> _Passage provided_:
* * * * * * * * *
This Party’s Over
Deeply personal and wonderfully touching, the highly anticipated Weltschmerz is set for release this autumn. Prog catches up with cover star Fish as he prepares to take one last glorious plunge with his final solo album, He reveals why he’s decided to call it a day... and what he’ll be doing next.
Words: Johnny Sharp Portrait: Kai R Joachim
Fish: “doing a British” with his farewell album?
It’s been a long goodbye, and it’s getting longer. But if any Prog readers are wondering what happened to the retirement plans Fish announced way back in 2016, well, it’s fair to say that life - and indeed uncomfortably close encounters with death - got in the way. And that was long before a global pandemic came into the equation.
The original plan, hatched before 2015’s Farewell To Childhood tour celebrating the anniversary of that landmark Marillion release, was to tour again to celebrate the anniversary of Clutching At Straws, the big man’s last album with the band that made him famous. His farewell tour would follow the release of his 11th solo album, Weltschmerz, in 2017. What could possibly go wrong?
Well, it’s a long story. Let Fish light up a rollie at his home studio in Haddington, East Lothian, and tell you all about it.
* * * * * * * * *
> _Record extracts_:
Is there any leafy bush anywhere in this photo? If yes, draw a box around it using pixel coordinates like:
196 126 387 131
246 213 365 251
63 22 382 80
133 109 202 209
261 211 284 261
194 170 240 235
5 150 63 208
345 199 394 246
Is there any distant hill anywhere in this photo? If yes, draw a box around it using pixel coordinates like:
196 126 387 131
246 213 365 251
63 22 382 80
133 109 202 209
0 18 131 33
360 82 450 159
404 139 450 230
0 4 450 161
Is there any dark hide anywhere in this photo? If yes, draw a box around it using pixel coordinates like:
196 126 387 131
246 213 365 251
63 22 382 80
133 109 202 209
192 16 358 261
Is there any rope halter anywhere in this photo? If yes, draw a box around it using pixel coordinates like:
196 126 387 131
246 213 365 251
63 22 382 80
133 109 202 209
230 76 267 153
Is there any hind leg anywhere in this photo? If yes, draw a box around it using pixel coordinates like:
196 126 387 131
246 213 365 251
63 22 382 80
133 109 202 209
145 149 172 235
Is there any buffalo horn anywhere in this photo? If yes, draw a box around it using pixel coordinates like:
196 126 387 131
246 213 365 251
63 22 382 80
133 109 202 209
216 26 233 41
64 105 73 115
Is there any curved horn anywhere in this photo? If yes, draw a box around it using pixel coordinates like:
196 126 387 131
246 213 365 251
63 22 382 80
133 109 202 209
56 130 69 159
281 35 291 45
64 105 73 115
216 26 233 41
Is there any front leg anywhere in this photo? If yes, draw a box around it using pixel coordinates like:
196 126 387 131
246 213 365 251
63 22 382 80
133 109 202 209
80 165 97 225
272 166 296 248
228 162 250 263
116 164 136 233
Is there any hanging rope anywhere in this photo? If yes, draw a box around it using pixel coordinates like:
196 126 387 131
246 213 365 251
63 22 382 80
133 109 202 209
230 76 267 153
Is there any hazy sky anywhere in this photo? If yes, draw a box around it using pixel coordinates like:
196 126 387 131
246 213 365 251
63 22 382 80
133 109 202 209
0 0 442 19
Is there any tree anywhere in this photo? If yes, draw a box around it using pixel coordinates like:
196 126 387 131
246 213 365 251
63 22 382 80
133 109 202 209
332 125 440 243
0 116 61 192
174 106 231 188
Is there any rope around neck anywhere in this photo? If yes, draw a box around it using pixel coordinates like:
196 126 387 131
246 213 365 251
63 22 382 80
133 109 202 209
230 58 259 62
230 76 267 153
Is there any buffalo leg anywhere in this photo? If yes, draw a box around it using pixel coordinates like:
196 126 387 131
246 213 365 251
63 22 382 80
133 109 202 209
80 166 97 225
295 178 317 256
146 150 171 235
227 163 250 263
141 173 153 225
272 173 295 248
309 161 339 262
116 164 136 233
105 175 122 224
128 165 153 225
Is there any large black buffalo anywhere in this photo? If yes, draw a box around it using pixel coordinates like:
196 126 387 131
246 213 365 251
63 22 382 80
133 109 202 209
* * * * * * * * *
> _Required tasks_:
(A) According to the article on Fish's farewell album, why had the retirement plans he announced in 2016 not yet been carried out? Answer in one to three sentences.
(B) Go on with the article on Fish's farewell album, starting after its final sentence.

> _Outputs for the tasks_:
(A) Life got in the way, including uncomfortably close encounters with death. This happened well before a global pandemic added to the delay.

(B)
“At the end of ’15,” he sighs over a Skype call, “things happened on the tour. I went down with - ironically - a really bad respiratory virus. And then [keyboard player] John Beck broke his arm and that moved the tour to ’16 to do the replacement dates.
“Meanwhile, my dad was ill, and getting worse. They diagnosed him as having bladder cancer. Then my dad passed away. He died quickly, thankfully. And I launched myself into just dealing with a funeral and being, you know, head of the family.”
“I’ve had a brilliant time in music and I’m so grateful music has given me such a wonderful, exotic interesting life. There have been horrible periods, but you’ve got to go through the shit to really appreciate when the good things happen.”
Amid such emotional turmoil, though, more parts of his body were buckling under the cumulative strain of many years of touring. Having already had an operation on his hand, other areas needed urgent attention.
“At the end of ’16, I had to get a spinal operation,” he says, “and I had to have enough time between taking the general anaesthetic on the spine op to get a shoulder operation done, as over the previous year that had got a lot worse.”
It would put him out of action until the end of 2017.
“I went into the garden,” he says - as keen Fish-heads will know, he likes his horticulture - “and I lost a year. I couldn’t write. There were ideas there, but the actual movement from there, to a pen, to paper was not happening.”